> Stated problem
Format as a numbered list the records from the line containing "find the silver car" through the end of the records, leaving out blank lines.

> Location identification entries

---

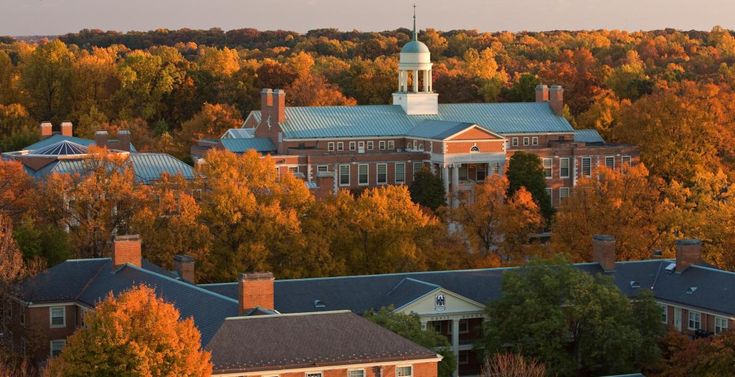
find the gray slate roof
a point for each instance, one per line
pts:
(269, 342)
(391, 120)
(715, 288)
(88, 281)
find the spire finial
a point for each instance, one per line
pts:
(415, 35)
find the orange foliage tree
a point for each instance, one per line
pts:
(133, 334)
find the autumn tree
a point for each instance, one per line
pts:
(133, 334)
(409, 327)
(495, 224)
(573, 322)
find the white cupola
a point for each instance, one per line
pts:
(415, 93)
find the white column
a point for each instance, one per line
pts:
(455, 342)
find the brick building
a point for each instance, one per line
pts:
(352, 147)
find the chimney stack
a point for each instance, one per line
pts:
(47, 129)
(603, 251)
(67, 129)
(688, 252)
(256, 290)
(542, 93)
(127, 250)
(556, 99)
(184, 265)
(100, 139)
(279, 106)
(123, 139)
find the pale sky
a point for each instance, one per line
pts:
(50, 17)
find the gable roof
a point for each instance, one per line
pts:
(391, 120)
(247, 344)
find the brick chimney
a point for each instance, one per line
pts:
(256, 290)
(688, 252)
(47, 129)
(556, 99)
(127, 250)
(184, 265)
(603, 251)
(67, 129)
(100, 139)
(278, 115)
(123, 139)
(542, 93)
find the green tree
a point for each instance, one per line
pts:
(526, 170)
(409, 327)
(573, 322)
(427, 189)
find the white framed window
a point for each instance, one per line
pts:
(356, 373)
(695, 320)
(381, 174)
(610, 162)
(344, 175)
(362, 174)
(57, 316)
(563, 194)
(417, 166)
(400, 173)
(404, 371)
(564, 167)
(587, 166)
(721, 325)
(56, 346)
(548, 166)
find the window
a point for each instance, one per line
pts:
(610, 162)
(417, 166)
(406, 371)
(344, 175)
(548, 165)
(56, 346)
(382, 174)
(721, 325)
(564, 167)
(362, 174)
(57, 316)
(400, 172)
(587, 166)
(563, 194)
(695, 320)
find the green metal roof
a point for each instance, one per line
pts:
(391, 120)
(241, 145)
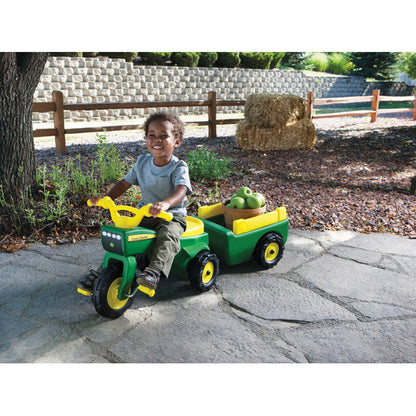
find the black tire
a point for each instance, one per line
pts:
(269, 250)
(203, 270)
(142, 261)
(105, 293)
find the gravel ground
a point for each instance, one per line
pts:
(356, 177)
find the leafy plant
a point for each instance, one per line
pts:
(154, 58)
(339, 63)
(207, 59)
(317, 61)
(185, 58)
(228, 60)
(256, 60)
(204, 165)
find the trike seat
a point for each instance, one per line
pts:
(194, 226)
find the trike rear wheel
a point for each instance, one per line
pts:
(269, 250)
(106, 290)
(203, 270)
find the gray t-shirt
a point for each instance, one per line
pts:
(158, 183)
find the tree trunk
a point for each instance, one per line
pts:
(19, 77)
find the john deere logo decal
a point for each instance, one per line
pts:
(140, 237)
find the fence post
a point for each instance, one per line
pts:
(58, 121)
(212, 114)
(414, 106)
(374, 105)
(309, 105)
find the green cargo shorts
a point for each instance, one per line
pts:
(167, 243)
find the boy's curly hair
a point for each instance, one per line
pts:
(178, 126)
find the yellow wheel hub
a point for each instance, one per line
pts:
(272, 251)
(113, 301)
(208, 272)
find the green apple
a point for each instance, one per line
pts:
(254, 202)
(237, 202)
(261, 197)
(244, 192)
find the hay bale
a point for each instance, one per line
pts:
(298, 135)
(275, 122)
(272, 110)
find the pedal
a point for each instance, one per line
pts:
(84, 292)
(147, 290)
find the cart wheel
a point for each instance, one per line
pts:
(269, 250)
(203, 270)
(105, 293)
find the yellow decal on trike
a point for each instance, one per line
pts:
(140, 237)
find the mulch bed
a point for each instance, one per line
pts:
(357, 177)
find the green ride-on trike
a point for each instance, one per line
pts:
(205, 242)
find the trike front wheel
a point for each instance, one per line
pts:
(105, 295)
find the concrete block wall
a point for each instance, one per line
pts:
(98, 80)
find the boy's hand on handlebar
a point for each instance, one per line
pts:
(94, 199)
(157, 208)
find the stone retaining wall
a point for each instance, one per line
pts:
(98, 80)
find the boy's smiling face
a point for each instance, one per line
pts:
(161, 141)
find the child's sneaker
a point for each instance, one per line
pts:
(148, 281)
(86, 284)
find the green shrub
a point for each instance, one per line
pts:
(128, 56)
(317, 61)
(228, 60)
(204, 165)
(339, 63)
(185, 58)
(70, 54)
(207, 59)
(277, 58)
(256, 60)
(154, 58)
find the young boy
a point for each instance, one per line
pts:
(164, 182)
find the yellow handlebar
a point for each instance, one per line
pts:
(122, 221)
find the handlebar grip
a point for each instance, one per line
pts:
(166, 216)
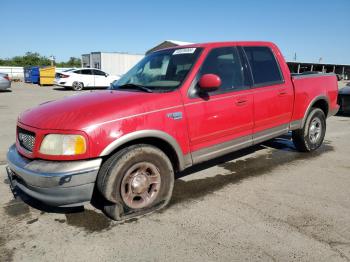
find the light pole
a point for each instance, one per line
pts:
(52, 59)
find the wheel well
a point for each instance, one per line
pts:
(321, 104)
(156, 142)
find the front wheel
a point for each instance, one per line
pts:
(311, 136)
(136, 180)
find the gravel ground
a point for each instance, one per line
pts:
(267, 203)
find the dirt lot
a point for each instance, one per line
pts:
(266, 203)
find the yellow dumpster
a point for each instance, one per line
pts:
(47, 75)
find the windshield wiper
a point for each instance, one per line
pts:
(136, 86)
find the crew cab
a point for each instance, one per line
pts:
(176, 108)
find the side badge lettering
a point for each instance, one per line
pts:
(175, 115)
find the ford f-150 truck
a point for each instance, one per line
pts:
(177, 107)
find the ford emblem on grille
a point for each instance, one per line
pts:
(26, 139)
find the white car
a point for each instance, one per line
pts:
(78, 79)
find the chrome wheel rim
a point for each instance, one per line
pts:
(140, 185)
(315, 130)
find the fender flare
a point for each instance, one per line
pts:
(184, 160)
(313, 101)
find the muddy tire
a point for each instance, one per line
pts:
(136, 181)
(77, 86)
(310, 137)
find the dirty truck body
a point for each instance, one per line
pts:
(176, 108)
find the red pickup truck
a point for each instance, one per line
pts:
(177, 107)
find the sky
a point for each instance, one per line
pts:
(312, 29)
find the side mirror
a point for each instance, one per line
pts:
(209, 82)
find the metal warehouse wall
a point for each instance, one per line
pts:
(118, 63)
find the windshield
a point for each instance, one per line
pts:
(160, 71)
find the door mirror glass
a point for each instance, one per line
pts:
(209, 82)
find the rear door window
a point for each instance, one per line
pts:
(263, 64)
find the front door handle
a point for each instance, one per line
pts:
(282, 92)
(241, 101)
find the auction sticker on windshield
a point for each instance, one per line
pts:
(184, 51)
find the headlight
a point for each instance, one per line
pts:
(67, 145)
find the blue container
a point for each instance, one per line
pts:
(31, 74)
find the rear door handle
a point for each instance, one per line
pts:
(241, 101)
(282, 92)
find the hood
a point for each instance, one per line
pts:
(80, 111)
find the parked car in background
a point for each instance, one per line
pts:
(176, 108)
(78, 79)
(5, 81)
(344, 99)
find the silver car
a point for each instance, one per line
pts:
(5, 81)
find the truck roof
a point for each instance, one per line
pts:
(222, 44)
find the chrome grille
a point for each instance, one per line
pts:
(26, 139)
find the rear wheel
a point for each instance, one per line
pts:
(311, 136)
(136, 180)
(77, 86)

---

> Task result
1. find the silver car
2. a point for each instance, one per line
3. pts:
4. (5, 81)
5. find the truck roof
6. a point for each instance, one per line
7. pts:
8. (222, 44)
9. find the chrome grille
10. a point for each instance, one per line
11. pts:
12. (26, 139)
13. find the rear wheel
14. a point for each instance, one per line
15. pts:
16. (311, 136)
17. (136, 180)
18. (77, 86)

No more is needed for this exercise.